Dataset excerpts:
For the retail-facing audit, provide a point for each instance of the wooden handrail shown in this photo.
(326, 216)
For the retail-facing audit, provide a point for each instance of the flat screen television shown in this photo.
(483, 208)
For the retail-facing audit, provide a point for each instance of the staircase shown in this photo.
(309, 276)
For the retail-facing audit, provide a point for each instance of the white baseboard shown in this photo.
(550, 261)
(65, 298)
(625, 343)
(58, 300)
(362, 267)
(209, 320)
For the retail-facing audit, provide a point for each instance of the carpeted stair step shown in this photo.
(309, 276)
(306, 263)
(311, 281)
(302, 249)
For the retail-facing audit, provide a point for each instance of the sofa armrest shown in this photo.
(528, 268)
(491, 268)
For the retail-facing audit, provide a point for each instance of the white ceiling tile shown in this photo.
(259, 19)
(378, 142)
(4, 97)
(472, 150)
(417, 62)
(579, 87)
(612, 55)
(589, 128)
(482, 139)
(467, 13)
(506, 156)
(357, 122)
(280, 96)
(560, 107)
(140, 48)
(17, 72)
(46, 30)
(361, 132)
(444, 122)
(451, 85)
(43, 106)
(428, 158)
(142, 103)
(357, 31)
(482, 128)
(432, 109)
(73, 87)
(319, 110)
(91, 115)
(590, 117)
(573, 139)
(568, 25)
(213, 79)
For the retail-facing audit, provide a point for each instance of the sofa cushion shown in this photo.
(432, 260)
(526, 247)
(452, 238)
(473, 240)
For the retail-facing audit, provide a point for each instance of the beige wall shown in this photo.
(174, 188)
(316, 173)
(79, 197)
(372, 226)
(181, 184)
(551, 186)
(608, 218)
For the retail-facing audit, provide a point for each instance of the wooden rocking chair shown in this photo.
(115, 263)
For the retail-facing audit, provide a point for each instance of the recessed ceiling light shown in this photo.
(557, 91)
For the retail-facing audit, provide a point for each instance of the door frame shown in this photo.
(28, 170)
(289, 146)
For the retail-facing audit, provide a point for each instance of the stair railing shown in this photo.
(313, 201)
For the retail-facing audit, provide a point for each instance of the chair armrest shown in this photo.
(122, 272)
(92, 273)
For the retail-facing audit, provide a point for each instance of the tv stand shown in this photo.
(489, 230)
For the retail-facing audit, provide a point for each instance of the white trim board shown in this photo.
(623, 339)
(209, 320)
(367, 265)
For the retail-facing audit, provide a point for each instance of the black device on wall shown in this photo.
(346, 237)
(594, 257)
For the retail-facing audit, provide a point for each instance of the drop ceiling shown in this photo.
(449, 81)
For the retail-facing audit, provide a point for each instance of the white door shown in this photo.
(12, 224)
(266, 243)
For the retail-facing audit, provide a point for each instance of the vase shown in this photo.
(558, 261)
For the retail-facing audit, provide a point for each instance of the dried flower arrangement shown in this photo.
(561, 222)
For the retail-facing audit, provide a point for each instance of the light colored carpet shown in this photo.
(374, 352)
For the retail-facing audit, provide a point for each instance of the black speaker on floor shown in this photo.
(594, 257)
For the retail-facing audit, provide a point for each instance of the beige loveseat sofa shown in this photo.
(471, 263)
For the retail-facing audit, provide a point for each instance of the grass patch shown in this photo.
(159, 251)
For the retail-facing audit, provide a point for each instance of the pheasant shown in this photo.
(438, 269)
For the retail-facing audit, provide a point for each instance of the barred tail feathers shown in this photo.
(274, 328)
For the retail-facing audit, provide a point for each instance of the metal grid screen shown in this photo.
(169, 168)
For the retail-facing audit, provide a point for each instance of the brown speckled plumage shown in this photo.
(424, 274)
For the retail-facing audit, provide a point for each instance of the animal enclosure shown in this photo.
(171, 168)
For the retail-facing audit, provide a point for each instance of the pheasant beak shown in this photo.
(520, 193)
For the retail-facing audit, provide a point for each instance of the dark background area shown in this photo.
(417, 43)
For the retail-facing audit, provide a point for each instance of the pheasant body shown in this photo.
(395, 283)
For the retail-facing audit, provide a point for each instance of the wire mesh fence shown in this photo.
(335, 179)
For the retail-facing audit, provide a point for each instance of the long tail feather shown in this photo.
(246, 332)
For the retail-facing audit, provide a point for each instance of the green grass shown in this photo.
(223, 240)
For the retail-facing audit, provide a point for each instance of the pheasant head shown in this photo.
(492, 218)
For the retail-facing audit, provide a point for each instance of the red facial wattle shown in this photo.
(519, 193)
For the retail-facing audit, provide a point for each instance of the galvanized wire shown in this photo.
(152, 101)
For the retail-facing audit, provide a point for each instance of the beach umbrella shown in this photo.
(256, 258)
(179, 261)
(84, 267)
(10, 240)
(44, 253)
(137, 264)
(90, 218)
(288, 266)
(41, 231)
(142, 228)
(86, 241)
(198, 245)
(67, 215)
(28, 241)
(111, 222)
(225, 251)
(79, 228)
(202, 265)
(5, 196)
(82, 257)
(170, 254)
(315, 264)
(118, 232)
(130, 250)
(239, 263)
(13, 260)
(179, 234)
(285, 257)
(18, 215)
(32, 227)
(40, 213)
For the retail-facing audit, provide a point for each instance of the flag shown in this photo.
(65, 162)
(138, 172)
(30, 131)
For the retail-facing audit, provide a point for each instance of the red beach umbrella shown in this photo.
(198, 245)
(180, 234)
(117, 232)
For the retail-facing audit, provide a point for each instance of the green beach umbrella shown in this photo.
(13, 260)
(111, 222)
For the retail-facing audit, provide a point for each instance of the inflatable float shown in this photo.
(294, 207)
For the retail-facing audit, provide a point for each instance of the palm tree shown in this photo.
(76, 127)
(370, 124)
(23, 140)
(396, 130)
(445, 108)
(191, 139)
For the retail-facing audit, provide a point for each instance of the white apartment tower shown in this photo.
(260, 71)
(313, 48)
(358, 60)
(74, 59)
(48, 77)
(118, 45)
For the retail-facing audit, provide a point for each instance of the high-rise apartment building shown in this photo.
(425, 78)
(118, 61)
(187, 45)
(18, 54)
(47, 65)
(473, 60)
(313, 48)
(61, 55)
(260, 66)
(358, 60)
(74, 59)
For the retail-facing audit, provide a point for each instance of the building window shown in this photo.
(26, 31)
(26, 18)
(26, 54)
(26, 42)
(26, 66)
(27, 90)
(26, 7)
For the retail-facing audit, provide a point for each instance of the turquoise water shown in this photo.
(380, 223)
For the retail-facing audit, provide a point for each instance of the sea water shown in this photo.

_Try it_:
Repeat the full set of records exactly.

_Exercise output_:
For the retail-facing audit, provide a point for each instance of the wooden handrail shown in this photo.
(326, 216)
For the retail-facing audit, provide a point for each instance of the flat screen television shown in this photo.
(483, 208)
For the retail-facing audit, provide a point for each instance of the staircase shown in this photo.
(309, 276)
For the retail-facing audit, provide a point for each instance of the white baseboard shown in this photo.
(550, 261)
(65, 298)
(625, 343)
(58, 300)
(362, 267)
(209, 320)
For the retail-facing audit, provide a point for each instance of the carpeted stair step shown in this photo.
(309, 276)
(306, 263)
(311, 281)
(302, 249)
For the retail-facing audit, provide a point for each instance of the sofa armrest shown in this photo.
(528, 268)
(491, 268)
For the retail-facing audit, provide a point for each instance of the white ceiling tile shown in this photo.
(259, 19)
(378, 142)
(4, 97)
(472, 150)
(417, 62)
(579, 87)
(612, 55)
(589, 128)
(482, 139)
(467, 13)
(506, 156)
(357, 122)
(280, 96)
(560, 107)
(140, 48)
(17, 72)
(46, 30)
(361, 132)
(444, 122)
(451, 85)
(43, 106)
(428, 158)
(142, 103)
(357, 31)
(482, 128)
(432, 109)
(73, 87)
(319, 110)
(91, 115)
(590, 117)
(573, 139)
(568, 25)
(213, 79)
For the retail-facing audit, provide a point for each instance of the sofa cushion shown in this photo.
(432, 260)
(526, 247)
(452, 238)
(473, 240)
For the retail-facing audit, provide a point for each instance of the beige wall shown in this photo.
(174, 188)
(316, 173)
(79, 197)
(372, 226)
(181, 184)
(551, 186)
(608, 218)
For the retail-facing audit, provide a point for each instance of the wooden rocking chair shown in this photo.
(115, 263)
For the retail-facing audit, provide a point for each instance of the recessed ceiling light shown in this photo.
(557, 91)
For the retail-facing audit, provide a point for each instance of the door frame shown in this photo.
(28, 170)
(289, 146)
For the retail-facing audit, provide a point for each instance of the stair railing shown in this photo.
(313, 201)
For the retail-facing audit, provide a point for each instance of the chair armrest shown in this photo.
(122, 272)
(92, 273)
For the retail-facing audit, provide a point for each instance of the tv stand shown in this photo.
(489, 230)
For the retail-facing audit, provide a point for each instance of the white trim board shown in this photo.
(623, 339)
(209, 320)
(367, 265)
For the retail-facing audit, provide a point for each instance of the black device on wall shown in this photo.
(346, 237)
(594, 257)
For the retail-facing audit, provide a point for each instance of the drop ceiling shown in this photo.
(449, 81)
For the retail-facing audit, provide a point for each instance of the white door shown in this photo.
(12, 224)
(266, 243)
For the retail-facing audit, provide a point for each instance of the vase shown in this photo.
(558, 261)
For the retail-facing audit, provide a point for each instance of the dried flower arrangement shown in this photo.
(561, 222)
For the retail-facing audit, provide a point for each instance of the light colored carpet shown in this photo.
(374, 352)
For the retail-facing audit, provide a point for each instance of the black speaker on floor shown in this photo.
(594, 257)
For the retail-facing audit, provide a point for each instance of the beige loveseat sofa shown in this photo.
(471, 263)
For the retail-facing audit, provide a point for each instance of the grass patch shown in this photo.
(159, 251)
For the retail-facing audit, provide a point for each instance of the pheasant shown in this photo.
(438, 269)
For the retail-facing audit, provide a point for each instance of the barred tail feathers shown in this photo.
(274, 328)
For the retail-facing audit, provide a point for each instance of the metal grid screen shown in this photo.
(169, 168)
For the retail-facing audit, provide a point for each instance of the brown speckled plumage shown in this photo.
(424, 274)
For the retail-facing audit, provide a point for each instance of the animal enclosure shown in this photo.
(171, 168)
For the retail-facing audit, provide a point for each instance of the pheasant beak shown in this photo.
(520, 193)
For the retail-facing audit, provide a point for each instance of the dark background area shown in this photo.
(417, 43)
For the retail-facing audit, provide a point for each instance of the pheasant body shown in this photo.
(395, 283)
For the retail-facing audit, provide a point for each instance of the wire mesh fence shown in this photo.
(335, 179)
For the retail-facing audit, provide a point for each instance of the long tail feather shown in this photo.
(246, 332)
For the retail-facing audit, provide a point for each instance of the green grass shown in this photo.
(223, 240)
For the retail-facing audit, provide a point for each instance of the pheasant head shown in this photo.
(492, 218)
For the retail-facing audit, provide a point for each instance of the red facial wattle shown in this photo.
(519, 193)
For the retail-facing audit, provide a point for each instance of the galvanized wire shown in this photo.
(152, 101)
For the retail-facing audit, provide a point for each instance of the beach umbrella shown in this photo.
(256, 258)
(179, 261)
(84, 267)
(10, 240)
(44, 253)
(137, 264)
(90, 218)
(288, 266)
(41, 231)
(142, 228)
(86, 241)
(198, 245)
(67, 215)
(28, 241)
(111, 222)
(225, 251)
(79, 228)
(202, 265)
(5, 196)
(82, 257)
(170, 254)
(315, 264)
(118, 232)
(130, 250)
(239, 263)
(13, 260)
(179, 234)
(285, 257)
(18, 215)
(32, 227)
(40, 213)
For the retail-facing audit, provide a point for each instance of the flag shown in this photo.
(65, 162)
(138, 172)
(30, 131)
For the retail-facing audit, provide a point for each instance of the red beach umbrella shown in this photo.
(198, 245)
(180, 234)
(117, 232)
For the retail-facing audit, provide a point for each instance of the green beach umbrella shown in this photo.
(13, 260)
(111, 222)
For the retail-facing audit, provide a point for each instance of the inflatable float shown in this photo.
(294, 207)
For the retail-facing audit, provide a point for each instance of the palm tree shown in this photo.
(76, 127)
(370, 124)
(23, 140)
(396, 130)
(445, 108)
(191, 139)
For the retail-facing audit, provide a point for each instance of the white apartment tower shown in this photo.
(260, 71)
(313, 48)
(358, 60)
(74, 59)
(48, 77)
(118, 45)
For the retail-facing audit, provide a point for each instance of the high-rise apartment building shown in this photo.
(425, 78)
(118, 61)
(187, 45)
(18, 54)
(47, 65)
(473, 60)
(313, 48)
(61, 55)
(260, 66)
(358, 60)
(74, 59)
For the retail-facing audit, provide a point for each instance of the building window shown in this photo.
(26, 31)
(26, 18)
(26, 54)
(26, 42)
(26, 66)
(27, 90)
(26, 7)
For the retail-facing audit, provide a point for each instance of the turquoise water shown in this photo.
(380, 223)
For the retail-facing audit, provide a point for each instance of the sea water shown in this photo.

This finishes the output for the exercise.